Implement an API to let foreign-data wrappers actually be functional.

This commit provides the core code and documentation needed. A contrib module test case will follow shortly. Shigeru Hanada, Jan Urbanski, Heikki Linnakangas
2026-01-05 23:38:41 +03:00 · 2011-02-20 00:17:18 -05:00
parent d5813488a4
commit bb74240794
39 changed files with 1202 additions and 62 deletions
--- a/doc/src/sgml/ddl.sgml
+++ b/doc/src/sgml/ddl.sgml
@@ -2986,6 +2986,53 @@ ANALYZE measurement;
  </sect2>
 </sect1>

+ <sect1 id="ddl-foreign-data">
+  <title>Foreign Data</title>
+
+   <indexterm>
+    <primary>foreign data</primary>
+   </indexterm>
+   <indexterm>
+    <primary>foreign table</primary>
+   </indexterm>
+
+   <para>
+    <productname>PostgreSQL</productname> implements portions of the SQL/MED
+    specification, allowing you to access data that resides outside
+    PostgreSQL using regular SQL queries.  Such data is referred to as
+    <firstterm>foreign data</>.  (Note that this usage is not to be confused
+    with foreign keys, which are a type of constraint within the database.)
+   </para>
+
+   <para>
+    Foreign data is accessed with help from a
+    <firstterm>foreign data wrapper</firstterm>. A foreign data wrapper is a
+    library that can communicate with an external data source, hiding the
+    details of connecting to the data source and fetching data from it. There
+    are several foreign data wrappers available, which can for example read
+    plain data files residing on the server, or connect to another PostgreSQL
+    instance. If none of the existing foreign data wrappers suit your needs,
+    you can write your own; see <xref linkend="fdwhandler">.

★ ★ ★ ★ ★

Direction 1. Please give back the rows below from the line containing "Detect white face" through the line containing "516;150;598;308", replacing "light blue shirt" with "pale blue shirt" and changing nothing else.

★ ★ ★ ★ ★

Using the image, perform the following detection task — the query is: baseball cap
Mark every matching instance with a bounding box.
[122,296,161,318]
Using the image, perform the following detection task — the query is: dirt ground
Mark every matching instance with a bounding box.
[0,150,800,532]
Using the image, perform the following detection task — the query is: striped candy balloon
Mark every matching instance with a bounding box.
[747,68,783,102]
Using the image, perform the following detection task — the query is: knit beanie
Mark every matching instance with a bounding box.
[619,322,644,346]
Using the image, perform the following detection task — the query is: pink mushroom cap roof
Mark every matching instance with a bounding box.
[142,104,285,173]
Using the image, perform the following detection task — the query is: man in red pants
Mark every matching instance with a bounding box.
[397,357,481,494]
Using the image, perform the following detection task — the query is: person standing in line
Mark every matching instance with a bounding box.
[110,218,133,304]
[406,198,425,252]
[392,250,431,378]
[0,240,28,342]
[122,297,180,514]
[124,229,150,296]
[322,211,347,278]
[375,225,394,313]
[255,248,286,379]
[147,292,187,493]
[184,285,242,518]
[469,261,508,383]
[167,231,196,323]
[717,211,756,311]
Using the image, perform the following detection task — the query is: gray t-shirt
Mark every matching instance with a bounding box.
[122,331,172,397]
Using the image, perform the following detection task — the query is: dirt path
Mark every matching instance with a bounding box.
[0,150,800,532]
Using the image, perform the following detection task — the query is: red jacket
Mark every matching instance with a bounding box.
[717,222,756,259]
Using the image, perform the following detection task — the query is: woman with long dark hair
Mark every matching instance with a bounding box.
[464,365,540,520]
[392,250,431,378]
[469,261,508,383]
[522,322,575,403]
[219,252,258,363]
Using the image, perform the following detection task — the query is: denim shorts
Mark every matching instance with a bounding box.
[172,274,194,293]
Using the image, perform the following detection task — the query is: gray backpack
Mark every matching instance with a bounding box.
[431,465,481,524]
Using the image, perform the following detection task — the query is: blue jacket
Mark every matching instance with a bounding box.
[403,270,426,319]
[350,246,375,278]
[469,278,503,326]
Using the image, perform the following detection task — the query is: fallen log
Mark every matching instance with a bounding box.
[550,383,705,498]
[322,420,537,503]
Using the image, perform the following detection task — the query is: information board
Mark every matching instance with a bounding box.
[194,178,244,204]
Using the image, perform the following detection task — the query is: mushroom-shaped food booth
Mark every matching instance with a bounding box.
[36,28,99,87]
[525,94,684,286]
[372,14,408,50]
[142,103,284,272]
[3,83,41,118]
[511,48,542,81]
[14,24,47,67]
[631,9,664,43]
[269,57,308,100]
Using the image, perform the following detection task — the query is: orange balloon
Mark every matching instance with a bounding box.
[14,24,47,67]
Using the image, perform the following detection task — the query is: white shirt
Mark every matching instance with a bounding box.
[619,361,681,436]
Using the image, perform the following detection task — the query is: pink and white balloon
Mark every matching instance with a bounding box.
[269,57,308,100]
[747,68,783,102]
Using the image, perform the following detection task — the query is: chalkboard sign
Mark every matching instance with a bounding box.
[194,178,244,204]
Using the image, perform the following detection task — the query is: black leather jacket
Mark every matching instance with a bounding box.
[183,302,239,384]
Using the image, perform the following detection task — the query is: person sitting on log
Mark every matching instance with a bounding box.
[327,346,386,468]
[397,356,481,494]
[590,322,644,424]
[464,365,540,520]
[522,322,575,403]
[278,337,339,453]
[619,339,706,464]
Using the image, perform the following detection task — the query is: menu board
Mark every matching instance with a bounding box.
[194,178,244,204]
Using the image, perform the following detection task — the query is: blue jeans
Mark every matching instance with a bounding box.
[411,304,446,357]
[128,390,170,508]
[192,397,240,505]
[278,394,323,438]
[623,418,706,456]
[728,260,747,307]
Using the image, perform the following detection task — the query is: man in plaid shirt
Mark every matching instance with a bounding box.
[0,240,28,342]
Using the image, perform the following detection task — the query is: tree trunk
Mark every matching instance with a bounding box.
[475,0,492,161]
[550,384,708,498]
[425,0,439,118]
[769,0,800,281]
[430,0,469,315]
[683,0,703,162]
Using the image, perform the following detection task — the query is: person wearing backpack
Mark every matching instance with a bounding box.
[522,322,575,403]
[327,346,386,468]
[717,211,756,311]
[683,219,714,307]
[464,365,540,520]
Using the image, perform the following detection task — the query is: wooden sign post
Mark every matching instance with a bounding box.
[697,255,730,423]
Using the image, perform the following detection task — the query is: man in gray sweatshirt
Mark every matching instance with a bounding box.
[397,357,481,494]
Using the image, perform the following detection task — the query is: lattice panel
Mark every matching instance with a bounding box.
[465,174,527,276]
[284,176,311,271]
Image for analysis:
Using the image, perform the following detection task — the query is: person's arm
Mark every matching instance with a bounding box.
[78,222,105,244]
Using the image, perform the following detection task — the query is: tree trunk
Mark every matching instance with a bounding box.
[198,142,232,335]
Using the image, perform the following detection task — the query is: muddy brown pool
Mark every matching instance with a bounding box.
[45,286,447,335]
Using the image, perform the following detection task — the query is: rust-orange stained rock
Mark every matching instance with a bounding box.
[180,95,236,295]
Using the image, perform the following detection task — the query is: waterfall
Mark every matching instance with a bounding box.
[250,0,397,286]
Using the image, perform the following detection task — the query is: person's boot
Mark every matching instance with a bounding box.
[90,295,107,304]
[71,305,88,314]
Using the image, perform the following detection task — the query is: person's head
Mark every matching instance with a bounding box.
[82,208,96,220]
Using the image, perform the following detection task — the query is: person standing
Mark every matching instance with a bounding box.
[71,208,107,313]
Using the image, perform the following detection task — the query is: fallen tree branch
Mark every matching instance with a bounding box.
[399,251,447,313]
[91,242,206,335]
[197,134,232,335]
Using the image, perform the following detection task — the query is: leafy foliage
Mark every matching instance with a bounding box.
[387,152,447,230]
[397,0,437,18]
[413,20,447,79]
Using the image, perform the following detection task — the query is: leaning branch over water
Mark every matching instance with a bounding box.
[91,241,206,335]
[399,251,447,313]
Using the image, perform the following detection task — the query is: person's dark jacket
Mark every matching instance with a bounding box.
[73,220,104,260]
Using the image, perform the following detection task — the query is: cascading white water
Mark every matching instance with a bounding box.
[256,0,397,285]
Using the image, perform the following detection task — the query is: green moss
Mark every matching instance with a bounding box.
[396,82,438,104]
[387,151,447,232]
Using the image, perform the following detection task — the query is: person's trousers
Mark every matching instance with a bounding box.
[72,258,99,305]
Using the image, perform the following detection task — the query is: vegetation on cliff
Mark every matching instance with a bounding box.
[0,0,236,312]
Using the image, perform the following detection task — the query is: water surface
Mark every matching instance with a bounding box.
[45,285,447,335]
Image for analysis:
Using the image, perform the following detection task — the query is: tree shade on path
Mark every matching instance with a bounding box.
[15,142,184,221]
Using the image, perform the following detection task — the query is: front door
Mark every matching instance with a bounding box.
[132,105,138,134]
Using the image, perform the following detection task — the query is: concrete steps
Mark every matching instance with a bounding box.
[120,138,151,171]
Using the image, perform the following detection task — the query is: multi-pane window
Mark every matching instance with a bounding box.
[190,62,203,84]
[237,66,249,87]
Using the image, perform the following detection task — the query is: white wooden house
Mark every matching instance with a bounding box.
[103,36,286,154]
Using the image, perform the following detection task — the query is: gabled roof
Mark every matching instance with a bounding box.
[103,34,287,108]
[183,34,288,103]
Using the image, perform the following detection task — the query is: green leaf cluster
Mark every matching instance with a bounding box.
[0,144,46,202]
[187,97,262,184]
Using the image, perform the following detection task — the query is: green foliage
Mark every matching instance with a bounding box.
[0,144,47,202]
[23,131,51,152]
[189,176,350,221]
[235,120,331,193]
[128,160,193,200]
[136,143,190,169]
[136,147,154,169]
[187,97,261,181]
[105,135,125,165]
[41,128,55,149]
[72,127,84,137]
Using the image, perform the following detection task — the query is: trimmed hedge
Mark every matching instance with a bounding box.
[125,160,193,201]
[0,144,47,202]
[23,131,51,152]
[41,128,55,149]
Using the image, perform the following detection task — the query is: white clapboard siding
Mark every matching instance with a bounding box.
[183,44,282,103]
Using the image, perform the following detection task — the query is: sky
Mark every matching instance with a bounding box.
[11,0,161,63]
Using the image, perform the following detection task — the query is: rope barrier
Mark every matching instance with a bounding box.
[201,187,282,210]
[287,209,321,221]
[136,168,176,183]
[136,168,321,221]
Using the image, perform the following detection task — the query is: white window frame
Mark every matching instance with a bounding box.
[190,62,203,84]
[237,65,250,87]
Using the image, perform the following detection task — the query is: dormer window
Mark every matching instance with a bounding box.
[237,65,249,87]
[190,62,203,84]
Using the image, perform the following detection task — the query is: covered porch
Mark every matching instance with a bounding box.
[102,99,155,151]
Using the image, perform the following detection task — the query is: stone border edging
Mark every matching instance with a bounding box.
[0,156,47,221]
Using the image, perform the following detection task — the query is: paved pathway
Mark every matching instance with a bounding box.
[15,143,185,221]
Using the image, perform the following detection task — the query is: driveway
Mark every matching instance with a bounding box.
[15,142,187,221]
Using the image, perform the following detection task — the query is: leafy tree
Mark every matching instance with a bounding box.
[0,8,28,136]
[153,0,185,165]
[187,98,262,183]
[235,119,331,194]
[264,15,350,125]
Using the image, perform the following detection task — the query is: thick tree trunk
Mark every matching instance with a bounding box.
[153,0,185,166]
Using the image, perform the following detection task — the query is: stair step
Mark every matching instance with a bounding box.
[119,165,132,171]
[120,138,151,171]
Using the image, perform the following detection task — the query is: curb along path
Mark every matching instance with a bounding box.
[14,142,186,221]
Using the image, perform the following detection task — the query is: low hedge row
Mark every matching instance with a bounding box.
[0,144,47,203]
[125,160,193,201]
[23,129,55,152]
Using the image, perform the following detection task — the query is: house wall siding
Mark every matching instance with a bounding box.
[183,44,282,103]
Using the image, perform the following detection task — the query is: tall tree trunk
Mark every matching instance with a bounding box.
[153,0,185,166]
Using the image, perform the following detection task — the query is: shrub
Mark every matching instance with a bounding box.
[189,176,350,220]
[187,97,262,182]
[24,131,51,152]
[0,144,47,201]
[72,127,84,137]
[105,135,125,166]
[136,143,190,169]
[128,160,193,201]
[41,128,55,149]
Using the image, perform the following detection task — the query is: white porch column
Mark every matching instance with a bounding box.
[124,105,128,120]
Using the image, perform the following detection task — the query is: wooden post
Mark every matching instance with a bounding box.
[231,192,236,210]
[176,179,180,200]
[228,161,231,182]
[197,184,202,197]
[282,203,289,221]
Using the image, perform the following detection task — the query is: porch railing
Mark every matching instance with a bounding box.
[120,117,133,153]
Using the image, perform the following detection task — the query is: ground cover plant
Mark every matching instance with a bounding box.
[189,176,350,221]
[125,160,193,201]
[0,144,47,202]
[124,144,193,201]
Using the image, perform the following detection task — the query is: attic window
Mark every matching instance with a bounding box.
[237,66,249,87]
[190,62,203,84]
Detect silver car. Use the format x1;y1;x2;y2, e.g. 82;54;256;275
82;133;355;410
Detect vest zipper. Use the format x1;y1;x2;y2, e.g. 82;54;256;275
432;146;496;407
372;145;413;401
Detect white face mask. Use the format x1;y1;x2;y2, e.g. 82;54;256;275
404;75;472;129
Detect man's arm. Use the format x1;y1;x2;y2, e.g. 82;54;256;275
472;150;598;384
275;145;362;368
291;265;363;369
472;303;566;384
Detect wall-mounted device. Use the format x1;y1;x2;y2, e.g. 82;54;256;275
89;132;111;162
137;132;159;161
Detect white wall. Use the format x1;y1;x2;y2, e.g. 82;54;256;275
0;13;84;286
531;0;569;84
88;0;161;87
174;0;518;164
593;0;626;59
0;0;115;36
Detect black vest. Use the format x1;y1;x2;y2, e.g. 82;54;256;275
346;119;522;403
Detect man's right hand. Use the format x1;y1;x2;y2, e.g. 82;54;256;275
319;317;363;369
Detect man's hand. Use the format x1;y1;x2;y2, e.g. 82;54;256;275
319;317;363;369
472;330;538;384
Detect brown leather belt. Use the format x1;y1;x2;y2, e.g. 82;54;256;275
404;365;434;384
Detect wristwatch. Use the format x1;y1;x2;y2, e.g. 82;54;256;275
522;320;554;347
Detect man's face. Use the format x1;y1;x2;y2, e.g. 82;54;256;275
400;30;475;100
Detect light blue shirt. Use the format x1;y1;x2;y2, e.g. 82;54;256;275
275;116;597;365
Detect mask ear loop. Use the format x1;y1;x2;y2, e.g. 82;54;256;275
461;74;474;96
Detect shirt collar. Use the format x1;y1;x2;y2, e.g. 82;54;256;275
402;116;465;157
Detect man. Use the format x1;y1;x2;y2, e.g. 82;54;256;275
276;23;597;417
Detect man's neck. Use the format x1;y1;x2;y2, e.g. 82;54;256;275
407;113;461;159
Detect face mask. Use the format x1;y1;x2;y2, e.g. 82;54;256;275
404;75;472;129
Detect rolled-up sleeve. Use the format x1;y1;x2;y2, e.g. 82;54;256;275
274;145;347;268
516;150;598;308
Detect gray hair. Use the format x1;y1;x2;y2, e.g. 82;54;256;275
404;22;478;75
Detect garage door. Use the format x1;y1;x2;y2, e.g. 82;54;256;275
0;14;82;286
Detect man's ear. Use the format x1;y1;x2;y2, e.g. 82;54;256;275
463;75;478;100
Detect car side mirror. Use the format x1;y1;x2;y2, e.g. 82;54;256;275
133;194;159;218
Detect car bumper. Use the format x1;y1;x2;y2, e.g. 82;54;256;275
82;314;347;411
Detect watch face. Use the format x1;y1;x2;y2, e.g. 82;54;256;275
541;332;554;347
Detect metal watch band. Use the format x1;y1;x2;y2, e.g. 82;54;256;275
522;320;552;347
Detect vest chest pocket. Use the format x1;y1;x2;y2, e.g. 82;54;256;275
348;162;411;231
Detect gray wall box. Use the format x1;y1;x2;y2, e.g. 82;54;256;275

★ ★ ★ ★ ★

Direction 2. Write the next part of the foreign data documentation above, picking up after its last sentence.

Expected answer 1.
Detect white face mask. Use the format x1;y1;x2;y2, e.g. 82;54;256;275
404;75;472;129
Detect man's arm. Use the format x1;y1;x2;y2, e.g. 82;54;256;275
472;150;598;384
275;145;362;368
291;265;363;369
472;303;566;384
Detect wall-mounted device. Use the format x1;y1;x2;y2, e.g. 82;54;256;275
89;132;111;162
137;132;159;161
Detect white wall. Use the format x1;y1;x2;y2, e.g. 82;54;256;275
0;13;84;286
531;0;569;84
88;0;161;87
174;0;518;164
593;0;626;59
0;0;115;36
Detect black vest. Use the format x1;y1;x2;y2, e.g. 82;54;256;275
346;119;522;403
Detect man's right hand. Use the format x1;y1;x2;y2, e.g. 82;54;256;275
319;317;363;369
Detect man's hand. Use the format x1;y1;x2;y2, e.g. 82;54;256;275
319;317;363;369
472;330;538;384
Detect brown leather belt. Use the format x1;y1;x2;y2, e.g. 82;54;256;275
404;365;434;384
Detect wristwatch. Use the format x1;y1;x2;y2, e.g. 82;54;256;275
522;320;554;347
Detect man's face. Use the format x1;y1;x2;y2, e.g. 82;54;256;275
400;30;475;100
Detect pale blue shirt. Use the format x1;y1;x2;y2, e.g. 82;54;256;275
275;116;597;365
Detect mask ear loop. Use the format x1;y1;x2;y2, e.g. 82;54;256;275
461;74;474;96
Detect shirt collar. Use the format x1;y1;x2;y2, e.g. 82;54;256;275
402;116;465;157
Detect man. Use the format x1;y1;x2;y2, e.g. 82;54;256;275
276;23;597;417
Detect man's neck. Use the format x1;y1;x2;y2, e.g. 82;54;256;275
407;113;461;159
Detect face mask. Use the format x1;y1;x2;y2, e.g. 82;54;256;275
404;75;472;129
Detect rolled-up sleeve. Use the format x1;y1;x2;y2, e.g. 82;54;256;275
274;145;347;268
516;150;598;308

Expected answer 2.
+   </para>
+
+   <para>
+    To access foreign data, you need to create a <firstterm>foreign server</>
+    object, which defines how to connect to a particular external data source,
+    according to the set of options used by a particular foreign data
+    wrapper. Then you need to create one or more <firstterm>foreign
+    tables</firstterm>, which define the structure of the remote data. A
+    foreign table can be used in queries just like a normal table, but a
+    foreign table has no storage in the PostgreSQL server.  Whenever it is
+    used, PostgreSQL asks the foreign data wrapper to fetch the data from the
+    external source.
+   </para>
+
+   <para>
+    Currently, foreign tables are read-only.  This limitation may be fixed
+    in a future release.
+   </para>
+ </sect1>
+
 <sect1 id="ddl-others">
  <title>Other Database Objects</title>

--- a/doc/src/sgml/fdwhandler.sgml
+++ b/doc/src/sgml/fdwhandler.sgml
@@ -0,0 +1,212 @@
+<!-- doc/src/sgml/fdwhandler.sgml -->
+
+ <chapter id="fdwhandler">
+   <title>Writing A Foreign Data Wrapper</title>
+
+   <indexterm zone="fdwhandler">
+    <primary>foreign data wrapper</primary>
+    <secondary>handler for</secondary>
+   </indexterm>
+
+   <para>
+    All operations on a foreign table are handled through its foreign data
+    wrapper, which consists of a set of functions that the planner and
+    executor call. The foreign data wrapper is responsible for fetching
+    data from the remote data source and returning it to the
+    <productname>PostgreSQL</productname> executor. This chapter outlines how
+    to write a new foreign data wrapper.
+   </para>
+
+   <para>
+    The FDW author needs to implement a handler function, and optionally
+    a validator function. Both functions must be written in a compiled
+    language such as C, using the version-1 interface.
+    For details on C language calling conventions and dynamic loading,
+    see <xref linkend="xfunc-c">.
+   </para>
+
+   <para>
+    The handler function simply returns a struct of function pointers to
+    callback functions that will be called by the planner and executor.
+    Most of the effort in writing an FDW is in implementing these callback
+    functions.
+    The handler function must be registered with
+    <productname>PostgreSQL</productname> as taking no arguments and returning
+    the special pseudo-type <type>fdw_handler</type>.
+    The callback functions are plain C functions and are not visible or
+    callable at the SQL level.
+   </para>
+
+   <para>
+    The validator function is responsible for validating options given in the
+    <command>CREATE FOREIGN DATA WRAPPER</command>, <command>CREATE
+    SERVER</command> and <command>CREATE FOREIGN TABLE</command> commands.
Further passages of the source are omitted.